* _Given exercise 1_: List every individual person named in the Gobojango article.
* _Given exercise 2_: Write the next part of the article on the village of Gobojango, picking up after its final sentence.

* _Extracted text_:
= Gobojango =

Gobojango, locally known as Gobas (/ɡʊbʌs/), is a village in the Central District, Botswana; more specifically in the Bobirwa Sub-District.

== Location ==

It is near Semolale and Mabolwe Village. Semolale is 12 km and Mabolwe is 16 km east of the village. The Metsimaswaane River is west of the old village. Gobojango is kilometres from the historic place Gobadwe Hill, the ostensible origin for all Babirwa. Babirwa were under the rule of Bakalanga Chief, Mambo at the Gobadwe Hill and he left them to establish his kingdom in Alesupi in modern-day Zimbabwe. The Mokgethi family has ruled the village since their arrival from Zimbabwe. The Mokgethi family descends from Mare who was the son of Nkgwana.

== Mokgethi family ==

Nkgwana and Mokgadi were sisters. One brother failed to marry and therefore died without a son, thus leaving no heir. The family decided that the eldest daughter, Nkgwana should marry a close relative to allow them to keep their chieftaincy. Instead, she had a son with a man who was not related to her by blood. The son was referred to as Mare, meaning not the real blood chief. During those days they were living in modern-day Zimbabwe, on the other side of the Shashe River. Mokgadi married there, but divorced her husband and crossed the Shashe river to present-day Botswana. Mokgadi's sons became chiefs on this side of the Shashe River. Mare begot Mokgethi who became the paramount chief.

* _Material provided_:
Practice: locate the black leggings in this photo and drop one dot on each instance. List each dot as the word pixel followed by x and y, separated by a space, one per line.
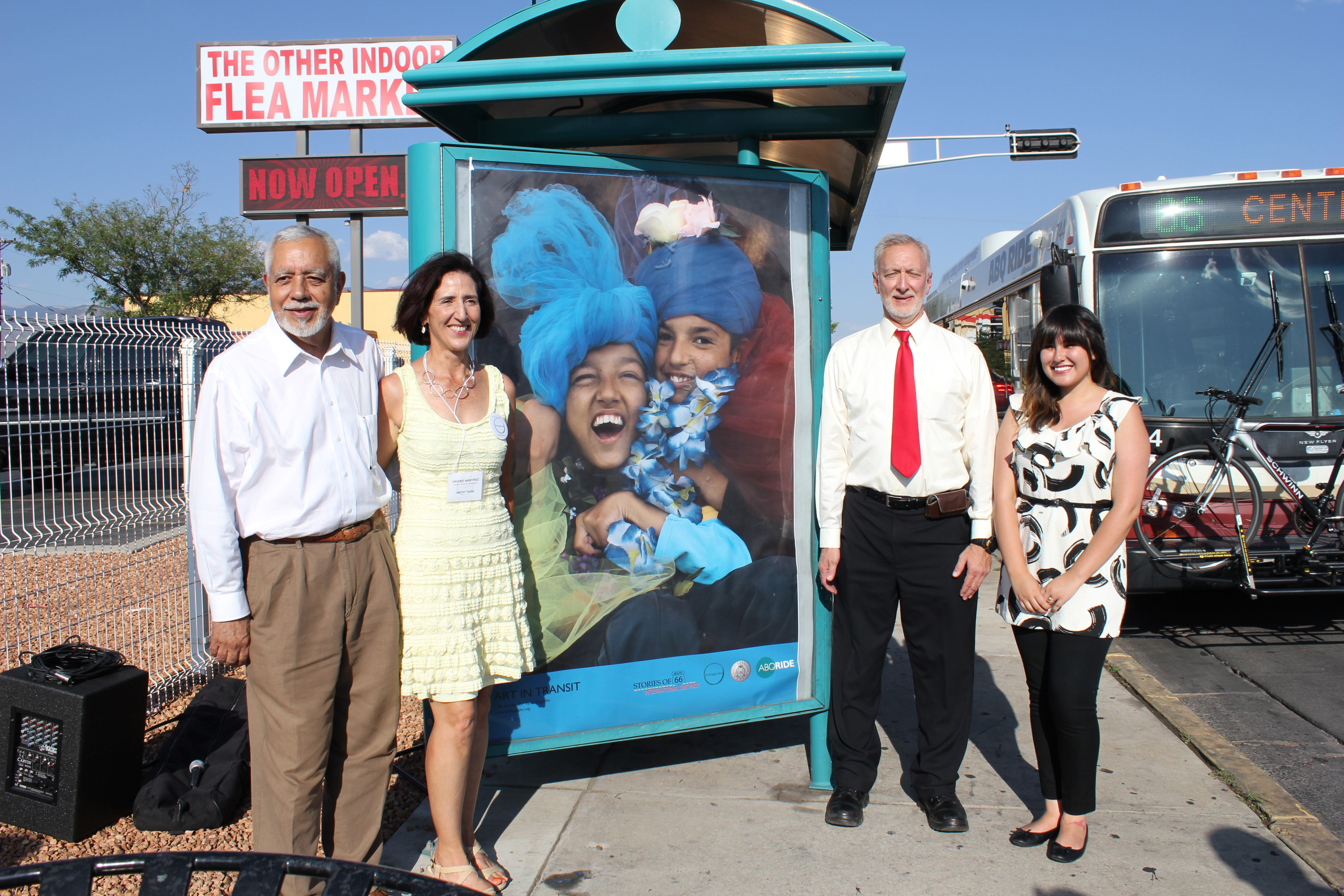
pixel 1063 672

* _Task output 1_: Mambo, Mokgethi, Mare, Nkgwana and Mokgadi.

* _Task output 2_:
== History ==

One day Mokgethi committed an offence in Zimbabwe, and instead of waiting for trial he escaped into Botswana. By that time Khama had already gathered Babirwa together. He arrived in Gobojango and found his cousin Phole already a chief. Phole was told to give his seat to Mokgethi because he is the eldest. Phole therefore moved to Tsetsebjwe and established the Tsetsebjwe village. [the reason Phole was told to step down for Mokgethi was that her mother, Mokgadi was married but divorced and Mokgadi went and lived in her father's house with her children called "maphole" as they were not real sons of the palace but rather the nephews to the chief. On the other hand, Nkgwana who is Mokgethi's mother was chosen to bear chiefs].

With all these conflicts about Bobirwa chieftaincy, Mokgethi was treated as not worthy because he was born out of a mix of royal blood and the man from elsewhere that Nkgwana chose to make children with. He was also not from the male lineage but female lineage which is often the weaker lineage in Babirwa custom.

==Education ==

Gobojango has one primary school called Kobojango Primary School, and a junior secondary school called Gobojango Junior Secondary School (Gobojango CJSS). Gobojango CJSS accommodates students from the three villages: Mabolwe, Semolale and Gobojango. Naming the school produced a dispute over its name. Inhabitants of Semolale and Mabolwe wanted it to be named after the first two letters of their village names; i.e. MASEGO CJSS.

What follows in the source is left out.